The main point of the latter book was that class and IQ are associated and seem to be more strongly so over time — what does this portend for social stratification? Race was the tiniest part of the book, but it was taboo so it became the only thesis in the popular mind. The same would have happened to C&H’s main point about fast, recent natural selection in human beings.
Plus, the point about contemporary achievement gaps reflecting in part the groups’ evolutionary histories is already made with the Ashkenazi example, for anyone who reads between the lines — if one group difference (between Ashkenazi Jews and other whites) may reflect natural selection that took place within 1000 years, why not for other group differences? By transitivity, group differences that have operated for longer and where the environments (natural and cultural) have been even wider could just as well reflect natural selection.
But the way they framed it, no one from the peanut gallery noticed. If you say that group A is smarter than average because of natural selection, that’s OK because it has a positive frame. But saying that group B is below-average because of natural selection is forbidden because it sounds mean.
Anyone who thinks about it dispassionately will get what C&H’s Jewish example suggests about other group differences; they’re formally equivalent. So no inquiring minds lost there. You just have to worry what the screaming fools are going to say, and framing it positively lets you fly under the commissariat’s radar.
Steve Z
Jun 2 2010 at 9:01am
Ah, Monster. I quite agree about it being too long, but the climax is nice when it comes. I particularly enjoyed Grimmer’s story arc. I’d say the real villain is Klaus Poppe. It’s fun to view the whole work as an extended essay on novus actus interveniens — just how much can you set in motion while retaining responsibility?
You might also enjoy 21st Century Boys, by the same author. Based on enjoying Monster, you’d probably also like the works of Satoshi Kon. He’s never made a bad one.
jsalvati
Jun 2 2010 at 10:47am
LessWrong has a large discussion on the 10k year explosion, including Q&A with the authors.
hacs
Jun 2 2010 at 4:42pm
There are controversial books in this list. An outdated book about eugenics, and an heterodox book about evolution. Good luck!

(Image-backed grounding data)

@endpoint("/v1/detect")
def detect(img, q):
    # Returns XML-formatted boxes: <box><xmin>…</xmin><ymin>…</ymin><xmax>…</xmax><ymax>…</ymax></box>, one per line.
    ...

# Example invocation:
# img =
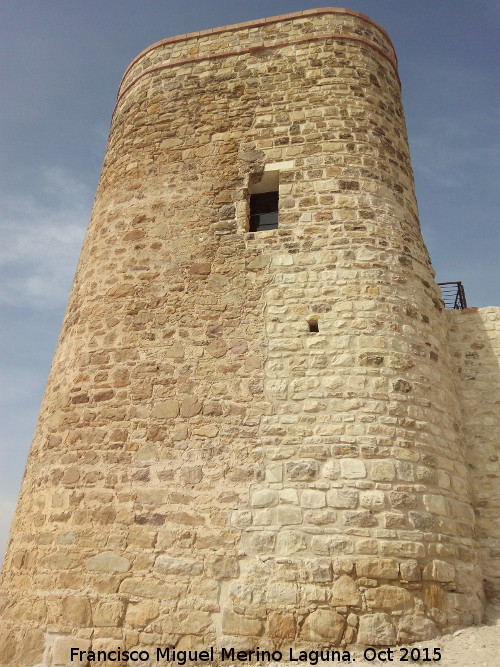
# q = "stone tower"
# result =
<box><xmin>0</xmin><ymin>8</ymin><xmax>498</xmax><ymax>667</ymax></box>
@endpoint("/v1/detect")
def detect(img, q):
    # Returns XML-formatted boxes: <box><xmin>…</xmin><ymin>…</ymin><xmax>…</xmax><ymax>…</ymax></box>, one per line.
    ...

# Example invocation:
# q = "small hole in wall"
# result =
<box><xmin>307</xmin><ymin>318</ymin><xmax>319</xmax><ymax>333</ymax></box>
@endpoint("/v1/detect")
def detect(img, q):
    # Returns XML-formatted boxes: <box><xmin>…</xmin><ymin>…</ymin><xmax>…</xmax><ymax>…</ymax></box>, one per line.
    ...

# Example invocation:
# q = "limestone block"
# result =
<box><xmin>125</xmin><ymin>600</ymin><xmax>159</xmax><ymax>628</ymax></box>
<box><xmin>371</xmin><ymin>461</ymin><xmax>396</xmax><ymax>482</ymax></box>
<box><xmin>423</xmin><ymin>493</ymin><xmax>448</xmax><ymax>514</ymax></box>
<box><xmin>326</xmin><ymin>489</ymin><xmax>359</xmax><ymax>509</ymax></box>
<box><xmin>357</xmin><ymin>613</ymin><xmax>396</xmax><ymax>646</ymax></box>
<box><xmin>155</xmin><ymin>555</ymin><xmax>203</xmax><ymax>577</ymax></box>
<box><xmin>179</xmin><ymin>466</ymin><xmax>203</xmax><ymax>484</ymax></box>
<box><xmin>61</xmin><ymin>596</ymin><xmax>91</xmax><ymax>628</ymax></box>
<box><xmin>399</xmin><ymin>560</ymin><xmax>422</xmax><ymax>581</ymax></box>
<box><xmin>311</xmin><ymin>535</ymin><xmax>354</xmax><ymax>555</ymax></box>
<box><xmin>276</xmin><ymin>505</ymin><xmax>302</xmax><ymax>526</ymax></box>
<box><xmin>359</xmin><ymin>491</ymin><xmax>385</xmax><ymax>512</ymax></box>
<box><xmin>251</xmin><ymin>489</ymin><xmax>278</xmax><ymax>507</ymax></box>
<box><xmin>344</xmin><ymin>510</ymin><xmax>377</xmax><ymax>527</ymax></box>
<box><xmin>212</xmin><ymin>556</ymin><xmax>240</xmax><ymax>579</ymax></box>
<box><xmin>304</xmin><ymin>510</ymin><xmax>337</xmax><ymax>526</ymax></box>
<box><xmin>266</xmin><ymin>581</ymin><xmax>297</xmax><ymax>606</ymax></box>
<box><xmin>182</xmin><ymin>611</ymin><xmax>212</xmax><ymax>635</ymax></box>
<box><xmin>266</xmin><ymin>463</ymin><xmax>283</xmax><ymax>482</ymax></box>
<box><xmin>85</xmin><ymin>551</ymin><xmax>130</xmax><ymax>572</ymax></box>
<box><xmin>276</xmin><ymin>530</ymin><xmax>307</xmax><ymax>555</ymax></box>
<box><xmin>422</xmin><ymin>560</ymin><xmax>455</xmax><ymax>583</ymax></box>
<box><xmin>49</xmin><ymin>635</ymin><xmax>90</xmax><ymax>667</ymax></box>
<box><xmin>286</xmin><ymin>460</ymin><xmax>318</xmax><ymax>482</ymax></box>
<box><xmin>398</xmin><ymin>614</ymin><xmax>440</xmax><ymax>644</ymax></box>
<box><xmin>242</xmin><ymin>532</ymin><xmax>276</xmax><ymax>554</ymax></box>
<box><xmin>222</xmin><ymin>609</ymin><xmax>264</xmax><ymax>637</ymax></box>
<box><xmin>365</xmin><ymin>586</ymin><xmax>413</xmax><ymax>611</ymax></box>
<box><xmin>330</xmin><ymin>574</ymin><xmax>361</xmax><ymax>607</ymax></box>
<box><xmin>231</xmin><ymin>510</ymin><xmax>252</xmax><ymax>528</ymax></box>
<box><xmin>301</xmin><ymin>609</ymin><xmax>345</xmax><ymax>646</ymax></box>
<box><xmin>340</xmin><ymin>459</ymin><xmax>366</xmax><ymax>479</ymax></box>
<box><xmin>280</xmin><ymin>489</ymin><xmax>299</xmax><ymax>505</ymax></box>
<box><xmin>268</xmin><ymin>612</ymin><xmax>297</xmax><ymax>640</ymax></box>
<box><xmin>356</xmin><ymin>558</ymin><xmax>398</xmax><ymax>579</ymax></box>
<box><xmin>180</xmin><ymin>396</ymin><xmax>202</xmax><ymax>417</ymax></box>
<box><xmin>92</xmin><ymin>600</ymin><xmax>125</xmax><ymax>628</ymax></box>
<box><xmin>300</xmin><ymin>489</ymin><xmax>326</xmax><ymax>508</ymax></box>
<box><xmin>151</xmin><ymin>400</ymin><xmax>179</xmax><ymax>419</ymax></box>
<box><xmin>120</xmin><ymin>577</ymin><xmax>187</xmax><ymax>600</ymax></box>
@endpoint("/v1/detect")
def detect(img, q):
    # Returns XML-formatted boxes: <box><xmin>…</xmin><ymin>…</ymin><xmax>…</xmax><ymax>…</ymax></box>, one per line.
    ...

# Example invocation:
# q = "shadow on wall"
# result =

## What the task requires
Reproduce the comment thread from "You might also" up to and including "with the authors.".

## Reply
You might also enjoy 21st Century Boys, by the same author. Based on enjoying Monster, you’d probably also like the works of Satoshi Kon. He’s never made a bad one.
jsalvati
Jun 2 2010 at 10:47am
LessWrong has a large discussion on the 10k year explosion, including Q&A with the authors.